* [Request 1]
Copy the rows line for line, everything from the first row down to the line containing "pixel 213 176", with both ends included. Leave the pictures out of your copy.

━━━ Source excerpt

From 660 – 749, means you still have good credit and possibly will still receive low interest rates just barely above the lowest, usually by 2 – 3 points.
If your credit score falls between 620 – 659, your score is considered fair. With this credit score, it will be harder to be approved for loans and credit cards, but not impossible. Your interest rate will be substantially higher than those with excellent credit scores, meaning you will pay $200, $300 or even $400 more per month more on an average 30-year mortgage and about $100 more per month on a car loan. Additionally, if your state allows it, insurance companies can charge you substantially more, sometimes twice as much for auto and health insurance.
Then, there is the ugly. It may be a harsh reality, but those who fall in the 619 and below range have poor credit. It will be very hard, if not impossible to be approved for an unsecured loan and mortgages, auto loans and credit cards, if approved will usually require the maximum rates allowed by law. Those with poor credit are often the victim of con men and immoral companies who prey on consumers who cannot get traditional financing, charging them outrageous interest rates, fees, and such for auto loans, credit cards and payday loans.
What kind of credit card can I get?
One credit card company uses the credit score system to its fullest advantage and to the benefit of its cardholders. Capital One offers most of its cards to consumers on a tiered score basis. The cards have levels for Excellent, Good, Average and Fair credit ratings. Each offers a different maximum credit limit, finance rate and other fees. For those just starting out, with fair credit or starting over, they offer cards with lower credit limits but a higher interest rate and numerous rewards from which to choose. Capital One also rewards cardholders with lower credit scores for regular on-time payments by offering to increase credit limits and/or decrease the finance charges or other fees.
For those with better credit, Capital One offers a plethora of cards to choose from, all with larger credit limits, lower finance charges and many various rewards programs including the popular cash back type.
It is up to you.
Where your credit score currently falls is really up to you. If you are disciplined and self motivated, keeping a good credit score may be easier. For others, it may mean taking a hard look at your spending and more importantly saving habits. It is never too late to start repairing your credit. A credit score is a terrible thing to waste!

━━━━━━
━━━ Data section

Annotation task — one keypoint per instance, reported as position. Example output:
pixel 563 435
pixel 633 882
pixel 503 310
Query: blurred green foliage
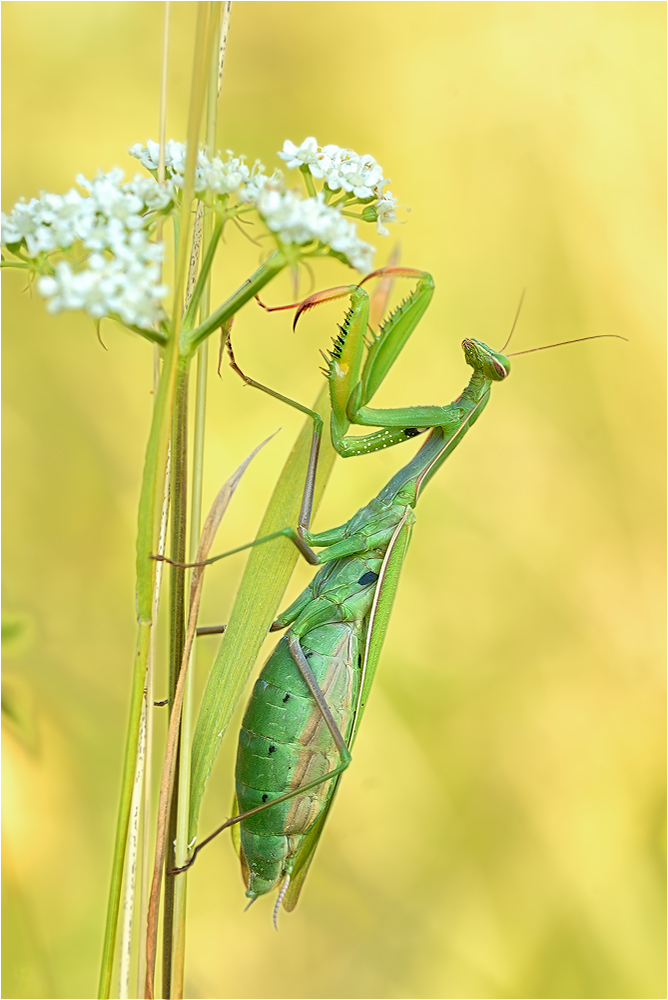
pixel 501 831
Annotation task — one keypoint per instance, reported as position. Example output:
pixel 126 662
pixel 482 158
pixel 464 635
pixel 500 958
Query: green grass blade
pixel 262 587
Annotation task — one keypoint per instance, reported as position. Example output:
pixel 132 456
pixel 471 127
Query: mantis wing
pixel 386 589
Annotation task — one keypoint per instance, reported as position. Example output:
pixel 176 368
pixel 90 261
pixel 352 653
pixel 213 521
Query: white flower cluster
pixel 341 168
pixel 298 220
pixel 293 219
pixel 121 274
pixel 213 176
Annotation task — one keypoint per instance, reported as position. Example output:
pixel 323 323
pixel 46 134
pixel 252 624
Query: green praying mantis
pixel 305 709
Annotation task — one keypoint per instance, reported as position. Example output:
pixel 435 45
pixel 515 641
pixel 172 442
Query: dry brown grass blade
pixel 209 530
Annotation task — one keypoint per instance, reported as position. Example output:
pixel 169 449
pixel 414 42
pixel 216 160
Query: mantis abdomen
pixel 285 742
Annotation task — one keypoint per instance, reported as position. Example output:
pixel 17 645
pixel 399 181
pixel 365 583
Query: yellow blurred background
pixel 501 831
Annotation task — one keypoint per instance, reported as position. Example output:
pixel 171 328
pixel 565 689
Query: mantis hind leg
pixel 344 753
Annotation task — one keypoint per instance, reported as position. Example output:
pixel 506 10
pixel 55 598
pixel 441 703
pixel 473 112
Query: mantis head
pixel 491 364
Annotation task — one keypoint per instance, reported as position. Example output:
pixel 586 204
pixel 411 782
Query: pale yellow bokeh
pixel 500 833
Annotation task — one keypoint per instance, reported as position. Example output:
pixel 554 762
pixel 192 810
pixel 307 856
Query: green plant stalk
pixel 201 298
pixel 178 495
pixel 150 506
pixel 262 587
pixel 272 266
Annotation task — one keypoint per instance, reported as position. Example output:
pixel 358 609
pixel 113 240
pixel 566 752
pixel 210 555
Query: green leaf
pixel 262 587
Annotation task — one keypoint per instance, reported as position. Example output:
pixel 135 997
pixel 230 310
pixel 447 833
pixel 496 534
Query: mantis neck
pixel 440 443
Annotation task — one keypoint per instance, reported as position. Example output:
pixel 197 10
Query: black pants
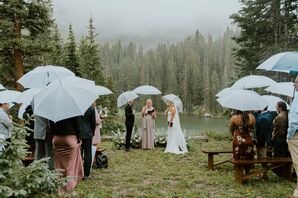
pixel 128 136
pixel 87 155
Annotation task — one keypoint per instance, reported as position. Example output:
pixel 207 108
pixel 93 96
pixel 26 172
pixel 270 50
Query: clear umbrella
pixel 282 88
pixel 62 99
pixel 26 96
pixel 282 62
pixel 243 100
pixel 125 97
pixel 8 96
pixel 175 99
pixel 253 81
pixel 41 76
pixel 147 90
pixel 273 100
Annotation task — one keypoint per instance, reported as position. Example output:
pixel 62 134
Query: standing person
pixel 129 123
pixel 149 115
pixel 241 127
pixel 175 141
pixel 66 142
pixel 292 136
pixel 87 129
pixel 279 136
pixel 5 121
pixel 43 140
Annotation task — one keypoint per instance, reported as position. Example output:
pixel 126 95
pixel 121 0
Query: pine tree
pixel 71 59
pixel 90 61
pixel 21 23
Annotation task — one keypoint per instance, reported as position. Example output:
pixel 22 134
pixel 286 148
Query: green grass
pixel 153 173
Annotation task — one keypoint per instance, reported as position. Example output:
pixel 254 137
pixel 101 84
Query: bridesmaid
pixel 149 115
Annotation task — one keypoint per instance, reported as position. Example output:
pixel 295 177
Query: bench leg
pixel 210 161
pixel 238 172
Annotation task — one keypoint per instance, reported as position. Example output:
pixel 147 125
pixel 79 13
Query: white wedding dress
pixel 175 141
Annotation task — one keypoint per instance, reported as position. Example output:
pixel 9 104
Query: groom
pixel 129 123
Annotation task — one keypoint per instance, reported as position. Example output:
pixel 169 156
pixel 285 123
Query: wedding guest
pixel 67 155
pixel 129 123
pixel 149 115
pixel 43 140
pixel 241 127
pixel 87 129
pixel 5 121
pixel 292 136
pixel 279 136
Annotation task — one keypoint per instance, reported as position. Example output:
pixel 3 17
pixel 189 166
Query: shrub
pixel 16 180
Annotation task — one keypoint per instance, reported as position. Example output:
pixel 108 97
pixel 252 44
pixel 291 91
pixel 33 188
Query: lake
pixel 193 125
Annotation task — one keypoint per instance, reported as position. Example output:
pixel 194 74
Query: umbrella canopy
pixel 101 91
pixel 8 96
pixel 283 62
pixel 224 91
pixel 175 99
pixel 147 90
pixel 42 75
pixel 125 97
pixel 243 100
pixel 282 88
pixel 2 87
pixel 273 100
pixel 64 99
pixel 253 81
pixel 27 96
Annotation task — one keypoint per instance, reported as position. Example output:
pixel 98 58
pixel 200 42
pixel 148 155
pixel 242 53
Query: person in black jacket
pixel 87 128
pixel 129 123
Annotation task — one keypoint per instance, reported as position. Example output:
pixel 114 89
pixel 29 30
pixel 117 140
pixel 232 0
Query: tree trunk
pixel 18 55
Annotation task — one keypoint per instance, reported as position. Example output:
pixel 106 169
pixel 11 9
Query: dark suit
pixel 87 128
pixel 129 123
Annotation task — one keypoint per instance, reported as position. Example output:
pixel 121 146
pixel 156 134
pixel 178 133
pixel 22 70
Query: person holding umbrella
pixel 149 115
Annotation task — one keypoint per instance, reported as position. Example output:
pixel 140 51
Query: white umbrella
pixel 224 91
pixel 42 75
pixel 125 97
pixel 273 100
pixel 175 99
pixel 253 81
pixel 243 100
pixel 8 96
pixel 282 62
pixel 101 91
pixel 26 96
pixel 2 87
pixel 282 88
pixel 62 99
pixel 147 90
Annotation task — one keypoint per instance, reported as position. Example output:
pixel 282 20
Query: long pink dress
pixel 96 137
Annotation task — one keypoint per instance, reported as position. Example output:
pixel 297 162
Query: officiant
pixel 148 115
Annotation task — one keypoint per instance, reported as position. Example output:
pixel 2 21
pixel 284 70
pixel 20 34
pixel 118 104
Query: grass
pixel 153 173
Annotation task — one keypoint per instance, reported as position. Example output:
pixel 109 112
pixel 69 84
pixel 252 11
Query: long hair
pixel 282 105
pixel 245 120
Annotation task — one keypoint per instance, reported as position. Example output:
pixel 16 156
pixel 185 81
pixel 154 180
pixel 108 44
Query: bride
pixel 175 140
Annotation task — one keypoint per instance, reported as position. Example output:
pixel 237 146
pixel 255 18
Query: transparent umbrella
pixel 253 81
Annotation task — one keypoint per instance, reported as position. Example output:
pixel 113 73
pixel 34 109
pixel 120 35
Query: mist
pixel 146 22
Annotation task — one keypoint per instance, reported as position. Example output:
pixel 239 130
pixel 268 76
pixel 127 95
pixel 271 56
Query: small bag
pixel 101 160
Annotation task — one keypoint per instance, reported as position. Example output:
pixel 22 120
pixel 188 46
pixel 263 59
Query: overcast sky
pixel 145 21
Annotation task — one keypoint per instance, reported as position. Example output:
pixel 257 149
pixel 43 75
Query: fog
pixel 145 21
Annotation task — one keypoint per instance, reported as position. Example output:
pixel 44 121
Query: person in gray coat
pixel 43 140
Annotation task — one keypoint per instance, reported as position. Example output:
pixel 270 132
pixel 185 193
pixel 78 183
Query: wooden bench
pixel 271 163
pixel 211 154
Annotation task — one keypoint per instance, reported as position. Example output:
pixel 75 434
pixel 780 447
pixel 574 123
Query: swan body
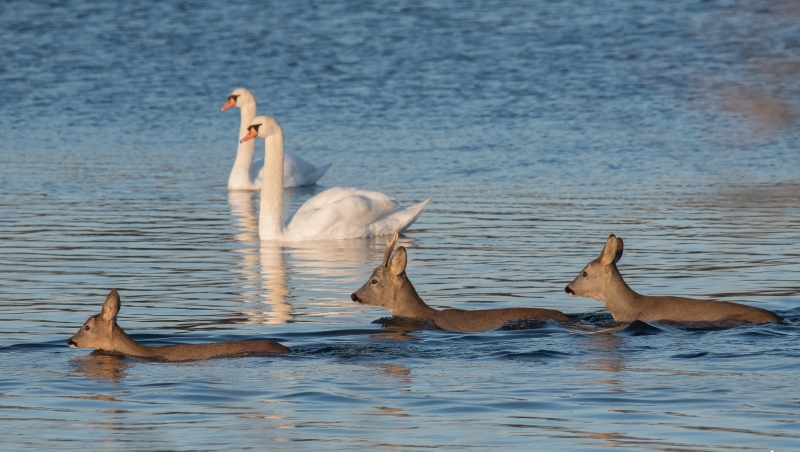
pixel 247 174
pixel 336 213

━━━━━━

* [Request 2]
In the credit score excerpt, what score range counts as fair?

* [Correct output 1]
Annotation task — one keypoint per instance, reported as position. Example output:
pixel 563 435
pixel 633 882
pixel 503 310
Query: blurred green foliage
pixel 501 831
Annotation task — one keypoint per instance, reported as position. Example output:
pixel 126 662
pixel 482 158
pixel 464 635
pixel 500 958
Query: green grass blade
pixel 262 587
Annotation task — one keypoint per instance, reported as position. Example output:
pixel 132 456
pixel 471 127
Query: mantis wing
pixel 386 589
Annotation task — one keypoint per instance, reported as position. Example output:
pixel 176 368
pixel 90 261
pixel 352 653
pixel 213 521
Query: white flower cluster
pixel 341 168
pixel 298 220
pixel 293 219
pixel 121 274
pixel 213 176

* [Correct output 2]
A score between 620 and 659.